Dokumenttext:
::::

Ch: Wenn aber in eben der Kunst, in der Aristophon, der Sohn von Aglaophon, oder sein Bruder erfahren wären, wie würden wir ihn richtig nennen?
Im Nebensatz εἰ + Imperfekt, Hauptsatz ἄν + Imperfekt: Irrealis der Gegenwart.
Po: Offenbar einen Maler.
Ch: Nun aber, da er in welcher Kunst sachverständig ist, wie könnten wir ihn richtig nennen?
ἄν + Optativ: Potentialis. Im Deutschen sollten wir in diesem Fall zwei Hauptsätze bilden, wo das Griechische Kausal- und Fragesatz in einem Satz formulieren kann.
Po: Chairephon, viele Künste sind bei den Menschen aufgrund der Erfahrungen auf erfahrene Weise gefunden worden; denn Erfahrung bewirkt, dass wir unseren Lebensweg auf kunstvolle Weise entlang gehen, Unerfahrenheit aber auf zufällige Weise. Von allen diesen aber ergreifen andere andere auf andere Weise, von den besten aber die besten; von diesen ist auch Gorgias hier einer, und er hat Anteil an der schönsten der Künste.
Gleiche Vokabeln sollten wir auch mit gleichen Wörtern übersetzen, um den Stil bestmöglich wiederzugeben, denn die Wortwahl hat ja einen bestimmten Sinn. Vielleicht will Platon hier die nichts sagende Aufgeblasenheit von Polos' Ausdrucksweise verdeutlichen.
So: Gut zumindest, Gorgias, scheint Polos vorbereitet zu sein auf das Reden; aber freilich macht er nicht, was er Chairephon versprach.
φαίνεται mit Infinitiv meint ein oberflächliches Erscheinen, was aber tatsächlich etwas anderes verbirgt, mit Partizip hat φαίνεται die Bedeutung: etwas offen tun, sich zeigen.
Go: Wieso denn, Sokrates?
So: Das Gefragte scheint er mir ganz und gar nicht zu beantworten.

::::

Aufgabe 1: Stelle die Einträge von der Zeile mit „segment --target cloud“ bis zum Ende der Einträge, beide Enden eingeschlossen, als zweispaltige CSV mit den Spalten anweisung und ergebnis dar. Jeder Eintrag wird eine Zeile mit seinem Text und seiner Antwort, jeweils in einem Feld in Anführungszeichen und mit Leerzeichen statt Zeilenumbrüchen.
Zwischen dem Dokumenttext und den Einträgen besteht kein inhaltlicher Zusammenhang.

::::

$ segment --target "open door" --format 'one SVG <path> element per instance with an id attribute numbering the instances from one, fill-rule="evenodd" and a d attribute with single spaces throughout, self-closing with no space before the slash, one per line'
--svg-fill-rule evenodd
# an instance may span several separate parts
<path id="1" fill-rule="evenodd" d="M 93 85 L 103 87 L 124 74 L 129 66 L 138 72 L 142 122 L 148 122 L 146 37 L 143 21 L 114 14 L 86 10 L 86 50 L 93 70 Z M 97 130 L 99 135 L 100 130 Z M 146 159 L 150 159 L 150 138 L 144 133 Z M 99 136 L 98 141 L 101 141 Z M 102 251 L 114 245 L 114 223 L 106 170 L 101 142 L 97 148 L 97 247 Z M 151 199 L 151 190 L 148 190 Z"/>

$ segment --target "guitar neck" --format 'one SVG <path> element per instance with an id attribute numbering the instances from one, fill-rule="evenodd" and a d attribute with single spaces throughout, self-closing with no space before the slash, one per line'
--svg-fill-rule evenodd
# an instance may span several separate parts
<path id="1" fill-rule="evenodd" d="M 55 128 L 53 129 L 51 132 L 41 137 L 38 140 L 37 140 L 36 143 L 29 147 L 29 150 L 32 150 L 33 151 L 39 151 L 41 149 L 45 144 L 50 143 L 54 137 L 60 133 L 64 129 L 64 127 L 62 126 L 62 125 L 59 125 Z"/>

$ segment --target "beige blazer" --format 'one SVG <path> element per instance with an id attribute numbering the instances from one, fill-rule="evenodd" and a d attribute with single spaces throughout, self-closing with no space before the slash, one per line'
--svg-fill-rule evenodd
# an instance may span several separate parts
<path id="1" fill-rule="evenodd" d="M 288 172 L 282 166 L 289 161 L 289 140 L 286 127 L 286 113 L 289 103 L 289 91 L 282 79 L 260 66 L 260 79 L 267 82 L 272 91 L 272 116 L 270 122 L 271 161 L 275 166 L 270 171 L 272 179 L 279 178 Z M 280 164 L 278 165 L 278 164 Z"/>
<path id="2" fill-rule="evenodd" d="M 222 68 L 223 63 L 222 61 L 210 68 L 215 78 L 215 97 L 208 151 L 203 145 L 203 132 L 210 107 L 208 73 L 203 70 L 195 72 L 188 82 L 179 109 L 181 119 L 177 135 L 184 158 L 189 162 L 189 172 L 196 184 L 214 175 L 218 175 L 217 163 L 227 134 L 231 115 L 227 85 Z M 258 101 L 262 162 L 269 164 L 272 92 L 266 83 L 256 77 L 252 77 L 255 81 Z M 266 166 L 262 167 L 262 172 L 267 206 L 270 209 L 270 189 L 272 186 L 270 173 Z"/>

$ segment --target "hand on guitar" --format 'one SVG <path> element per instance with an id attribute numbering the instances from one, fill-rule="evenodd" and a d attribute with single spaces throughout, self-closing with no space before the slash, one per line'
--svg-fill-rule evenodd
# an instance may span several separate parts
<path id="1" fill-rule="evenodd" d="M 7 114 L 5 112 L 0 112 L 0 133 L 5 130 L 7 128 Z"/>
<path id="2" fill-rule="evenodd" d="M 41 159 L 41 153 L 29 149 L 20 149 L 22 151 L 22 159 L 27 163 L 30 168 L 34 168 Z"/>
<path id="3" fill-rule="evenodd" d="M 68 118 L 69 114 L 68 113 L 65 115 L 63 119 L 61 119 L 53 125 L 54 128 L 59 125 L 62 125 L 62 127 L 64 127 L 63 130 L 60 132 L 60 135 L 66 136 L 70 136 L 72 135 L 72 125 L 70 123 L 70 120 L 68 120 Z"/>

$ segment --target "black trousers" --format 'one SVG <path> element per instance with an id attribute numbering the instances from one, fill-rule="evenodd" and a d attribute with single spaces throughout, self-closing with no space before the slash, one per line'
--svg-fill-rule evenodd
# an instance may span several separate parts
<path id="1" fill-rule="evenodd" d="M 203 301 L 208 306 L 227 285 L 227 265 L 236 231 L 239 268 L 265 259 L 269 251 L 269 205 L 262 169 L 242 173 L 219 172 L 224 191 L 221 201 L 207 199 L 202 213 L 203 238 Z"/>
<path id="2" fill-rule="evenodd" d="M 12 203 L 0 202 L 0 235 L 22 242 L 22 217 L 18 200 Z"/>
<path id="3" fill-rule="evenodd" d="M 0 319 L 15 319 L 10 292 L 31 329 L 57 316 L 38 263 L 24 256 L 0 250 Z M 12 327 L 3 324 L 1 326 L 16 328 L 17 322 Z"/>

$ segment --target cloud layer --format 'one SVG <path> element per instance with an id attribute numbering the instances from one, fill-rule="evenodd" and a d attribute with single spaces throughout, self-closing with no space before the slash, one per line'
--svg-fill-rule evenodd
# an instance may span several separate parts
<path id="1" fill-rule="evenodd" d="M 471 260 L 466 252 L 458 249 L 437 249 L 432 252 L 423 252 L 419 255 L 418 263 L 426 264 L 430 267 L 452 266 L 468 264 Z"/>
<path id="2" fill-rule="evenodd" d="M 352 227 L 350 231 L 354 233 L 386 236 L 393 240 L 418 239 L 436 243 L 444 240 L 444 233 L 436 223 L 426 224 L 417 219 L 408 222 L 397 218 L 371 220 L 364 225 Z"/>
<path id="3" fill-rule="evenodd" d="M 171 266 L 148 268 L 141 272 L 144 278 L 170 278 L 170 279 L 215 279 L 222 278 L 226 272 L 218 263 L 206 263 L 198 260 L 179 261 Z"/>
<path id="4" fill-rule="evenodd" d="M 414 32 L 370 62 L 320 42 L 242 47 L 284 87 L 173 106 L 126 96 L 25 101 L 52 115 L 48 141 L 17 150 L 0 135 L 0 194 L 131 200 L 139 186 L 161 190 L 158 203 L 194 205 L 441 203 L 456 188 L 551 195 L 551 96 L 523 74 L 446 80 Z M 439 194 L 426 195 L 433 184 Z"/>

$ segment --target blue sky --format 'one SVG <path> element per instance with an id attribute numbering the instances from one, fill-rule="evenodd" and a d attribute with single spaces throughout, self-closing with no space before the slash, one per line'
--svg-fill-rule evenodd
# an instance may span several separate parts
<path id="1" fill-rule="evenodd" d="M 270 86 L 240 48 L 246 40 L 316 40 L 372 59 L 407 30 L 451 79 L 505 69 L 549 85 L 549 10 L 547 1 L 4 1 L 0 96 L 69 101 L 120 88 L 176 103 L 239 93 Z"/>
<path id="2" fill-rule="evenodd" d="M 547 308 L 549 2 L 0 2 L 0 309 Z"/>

::::

Aufgabe 2: Prüfe, ob die folgenden Aussagen mit dem Dokumenttext übereinstimmen, und antworte jeweils mit Ja oder Nein samt den entscheidenden Worten als wörtliches Zitat: (a) Der Dokumenttext bestimmt die Form mit ἄν und Optativ als Potentialis. (b) Laut Dokumenttext bedeutet φαίνεται mit Infinitiv „etwas offen tun“. (c) Polos zählt Gorgias zu den Besten.

Richtiges Ergebnis 1:
anweisung,ergebnis
"$ segment --target cloud layer --format 'one SVG <path> element per instance with an id attribute numbering the instances from one, fill-rule=""evenodd"" and a d attribute with single spaces throughout, self-closing with no space before the slash, one per line' --svg-fill-rule evenodd # an instance may span several separate parts","<path id=""1"" fill-rule=""evenodd"" d=""M 471 260 L 466 252 L 458 249 L 437 249 L 432 252 L 423 252 L 419 255 L 418 263 L 426 264 L 430 267 L 452 266 L 468 264 Z""/> <path id=""2"" fill-rule=""evenodd"" d=""M 352 227 L 350 231 L 354 233 L 386 236 L 393 240 L 418 239 L 436 243 L 444 240 L 444 233 L 436 223 L 426 224 L 417 219 L 408 222 L 397 218 L 371 220 L 364 225 Z""/> <path id=""3"" fill-rule=""evenodd"" d=""M 171 266 L 148 268 L 141 272 L 144 278 L 170 278 L 170 279 L 215 279 L 222 278 L 226 272 L 218 263 L 206 263 L 198 260 L 179 261 Z""/> <path id=""4"" fill-rule=""evenodd"" d=""M 414 32 L 370 62 L 320 42 L 242 47 L 284 87 L 173 106 L 126 96 L 25 101 L 52 115 L 48 141 L 17 150 L 0 135 L 0 194 L 131 200 L 139 186 L 161 190 L 158 203 L 194 205 L 441 203 L 456 188 L 551 195 L 551 96 L 523 74 L 446 80 Z M 439 194 L 426 195 L 433 184 Z""/>"
"$ segment --target blue sky --format 'one SVG <path> element per instance with an id attribute numbering the instances from one, fill-rule=""evenodd"" and a d attribute with single spaces throughout, self-closing with no space before the slash, one per line' --svg-fill-rule evenodd # an instance may span several separate parts","<path id=""1"" fill-rule=""evenodd"" d=""M 270 86 L 240 48 L 246 40 L 316 40 L 372 59 L 407 30 L 451 79 L 505 69 L 549 85 L 549 10 L 547 1 L 4 1 L 0 96 L 69 101 L 120 88 L 176 103 L 239 93 Z""/> <path id=""2"" fill-rule=""evenodd"" d=""M 547 308 L 549 2 L 0 2 L 0 309 Z""/>"

Richtiges Ergebnis 2:
(a) Ja: „ἄν + Optativ: Potentialis.“
(b) Nein: „φαίνεται mit Infinitiv meint ein oberflächliches Erscheinen, was aber tatsächlich etwas anderes verbirgt“
(c) Ja: „von den besten aber die besten; von diesen ist auch Gorgias hier einer“